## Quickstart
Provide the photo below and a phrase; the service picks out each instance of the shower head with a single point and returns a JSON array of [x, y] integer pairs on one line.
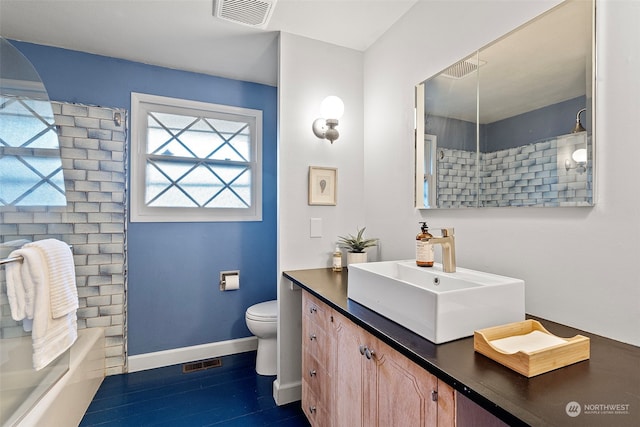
[[578, 127]]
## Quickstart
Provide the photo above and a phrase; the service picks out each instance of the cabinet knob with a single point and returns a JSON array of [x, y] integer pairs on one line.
[[368, 353]]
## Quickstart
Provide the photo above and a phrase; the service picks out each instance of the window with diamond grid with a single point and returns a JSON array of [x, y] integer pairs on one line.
[[194, 161], [30, 165]]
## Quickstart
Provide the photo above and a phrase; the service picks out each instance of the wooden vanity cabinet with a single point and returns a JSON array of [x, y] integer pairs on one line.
[[370, 383], [318, 359]]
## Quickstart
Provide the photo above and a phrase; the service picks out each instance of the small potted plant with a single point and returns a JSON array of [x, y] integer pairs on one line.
[[355, 246]]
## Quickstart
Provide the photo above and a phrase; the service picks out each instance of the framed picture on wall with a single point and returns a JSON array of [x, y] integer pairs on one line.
[[323, 186]]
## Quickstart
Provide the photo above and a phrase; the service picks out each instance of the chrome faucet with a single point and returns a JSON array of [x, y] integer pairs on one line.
[[448, 249]]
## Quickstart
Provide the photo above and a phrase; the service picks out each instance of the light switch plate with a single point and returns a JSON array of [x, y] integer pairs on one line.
[[315, 227]]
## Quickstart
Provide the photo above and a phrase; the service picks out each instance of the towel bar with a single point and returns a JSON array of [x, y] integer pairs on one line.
[[18, 258]]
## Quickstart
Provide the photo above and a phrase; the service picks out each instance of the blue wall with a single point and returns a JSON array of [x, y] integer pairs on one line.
[[173, 296], [527, 128], [533, 126]]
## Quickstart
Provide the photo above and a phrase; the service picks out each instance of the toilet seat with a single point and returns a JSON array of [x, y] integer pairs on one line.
[[263, 312]]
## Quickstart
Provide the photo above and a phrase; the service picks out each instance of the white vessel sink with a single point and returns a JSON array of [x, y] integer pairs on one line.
[[436, 305]]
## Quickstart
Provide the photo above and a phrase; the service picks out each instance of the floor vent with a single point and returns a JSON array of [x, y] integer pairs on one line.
[[201, 365]]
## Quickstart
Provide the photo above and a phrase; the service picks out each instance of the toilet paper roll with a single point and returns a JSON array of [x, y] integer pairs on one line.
[[232, 282]]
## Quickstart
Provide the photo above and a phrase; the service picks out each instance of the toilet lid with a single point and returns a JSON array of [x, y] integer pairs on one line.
[[263, 311]]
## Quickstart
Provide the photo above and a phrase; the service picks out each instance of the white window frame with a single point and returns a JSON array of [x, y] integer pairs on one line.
[[141, 104]]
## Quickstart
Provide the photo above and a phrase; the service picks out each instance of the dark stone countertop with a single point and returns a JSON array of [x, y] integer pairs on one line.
[[607, 386]]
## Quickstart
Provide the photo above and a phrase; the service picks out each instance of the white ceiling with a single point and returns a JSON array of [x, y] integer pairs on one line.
[[184, 34]]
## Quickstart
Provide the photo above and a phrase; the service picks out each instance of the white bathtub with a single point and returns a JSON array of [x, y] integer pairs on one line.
[[64, 402]]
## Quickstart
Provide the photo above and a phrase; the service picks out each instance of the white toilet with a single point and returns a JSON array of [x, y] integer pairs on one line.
[[262, 321]]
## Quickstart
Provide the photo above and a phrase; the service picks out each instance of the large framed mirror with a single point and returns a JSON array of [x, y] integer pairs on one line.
[[513, 123]]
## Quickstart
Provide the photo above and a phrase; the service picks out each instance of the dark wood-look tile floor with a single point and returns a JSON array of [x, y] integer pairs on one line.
[[230, 395]]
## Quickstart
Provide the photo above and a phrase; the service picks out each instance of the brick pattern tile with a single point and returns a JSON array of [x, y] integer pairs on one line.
[[533, 174], [93, 155]]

**Görev tanımı**
Yukarıdaki satırların tamamını yeniden yaz; "single point" ifadesini her geçtiği yerde "one point" ile değiştir, geri kalan her şeyi olduğu gibi bırak. Resimleri cevaba koyma.

**Sonuç aşağıda**
## Quickstart
Provide the photo below and a phrase; the service picks out each instance of the shower head with a one point and returns a JSON array of [x, y] integer pairs on one line.
[[578, 127]]
## Quickstart
Provide the photo above and a phrase; the service picks out each instance of the cabinet knob with a one point and returns a JSON array of [x, y] integer pairs on one line.
[[368, 353]]
## Quickstart
Provide the photo above and a phrase; the service picks out each instance of the window with diamond grid with a one point and returns a JSON array of [x, y] integer pairs on one line.
[[194, 161], [30, 165]]
## Quickstart
Provide the photo above and a phrase; the service picks out each instance of the wooden vanity cabinet with a one point and returns a JSON array of [x, y] integer pairs on one line.
[[370, 383], [318, 359]]
## Quickstart
Provide the photo above and a phrase; the service picks out each instance of the small potted plant with a one point and returns a JSON array of [x, y] integer pairs on one line.
[[355, 246]]
## Quickstart
Provide the photo above and a phrase; the service picks out each instance of the framed picture on wall with a one point and returns a JSON array of [x, y] integer pairs on one line.
[[323, 186]]
## Quickstart
Provide the photo above and a phrase; the service picks out each instance of the chrome faucet with a one point and returns a JSON array of [x, y] integer pairs on one line.
[[448, 249]]
## Quickstart
Provide the photo above and a phrase; the service picks out each instance of the light switch plate with a one point and returns a JSON array of [x, y] integer pairs on one line.
[[315, 227]]
## Quickstart
Provide the photo above and a phrase; the service picks out each instance of the towel bar with a one point and returns a JSON array of [x, y] integer pairs on one line.
[[18, 258]]
## Quickstart
Provide the photo above and a phrase; the service picks out each instance of the blue wall with a one point and returns a JSON array of [x, y] integer pairs on one line.
[[173, 296], [527, 128], [533, 126]]
## Quickstart
Provide the photo above and a phrase; the service picks out each instance of the toilet seat with a one point and returns a JSON array of [x, y] integer pairs on one line.
[[263, 312]]
## Quickstart
Provide the photo above and a phrase; the service picks out each instance of the white vessel sink with a one point and returns a JSON array of [x, y] integer pairs on one line.
[[436, 305]]
## Quickstart
Provide the photo above and a phrase; the service picks out each instance of the floor vent with a one point and returns a JSON array of [x, y] integer pairs on one line.
[[201, 365]]
## Quickstart
Provide the photo above and a phrase; the service picks out each instance of the toilet paper roll with a one point and returns a JSON array of [x, y] integer pairs on one line.
[[232, 282]]
## Quickstart
Provide the photo above and a phrase; the service picks out each instance of the toilet lid with a one point and returns a JSON array of [x, y] integer pairs on one line.
[[263, 311]]
## Quickstart
Provide the photo above and a phrase; the service picks out each instance of the white window frame with a one point and returns a JSON array of [x, y] integer pairs on one line.
[[141, 104]]
## Quickstart
Provide the photo above and a phrase; the service picks out each instance of the dark stone countertop with a one point and returns a JSON array of [x, y] integer pairs on one line.
[[607, 386]]
## Quickstart
Provide the photo above and a phrase; the service picks out each instance of the white ceiling with a one point and returns a JSON array of [x, y] integer pairs on one line.
[[184, 34]]
## Quickstart
Provide the photo above and a phrase; the service picks out each instance of the white bathtub with a one point and returns a JSON array of [x, y] integer pairs on one line.
[[64, 402]]
## Quickstart
Provide the photo above and a phrase; the service picks out each instance of the white toilet with a one point and returns a JSON array of [x, y] integer pairs on one line.
[[262, 321]]
## Quickstart
Provide the photo above and a phrase; the service picks out each instance of the large framed mirror with a one point and returns a JSON array of [x, y] integer pairs on one line.
[[513, 123]]
## Quickstart
Provide the photo above and a phrase; the service picks out each instance of the dark wood-look tile floor with a one point and returns a JSON array of [x, y] integer pairs on one line.
[[230, 395]]
## Quickstart
Provide the photo above and a phrase; the service picks out each instance of the brick pattern tile with a one point and returns a JSON array of [x, y] integer pairs on one line.
[[533, 174], [93, 155]]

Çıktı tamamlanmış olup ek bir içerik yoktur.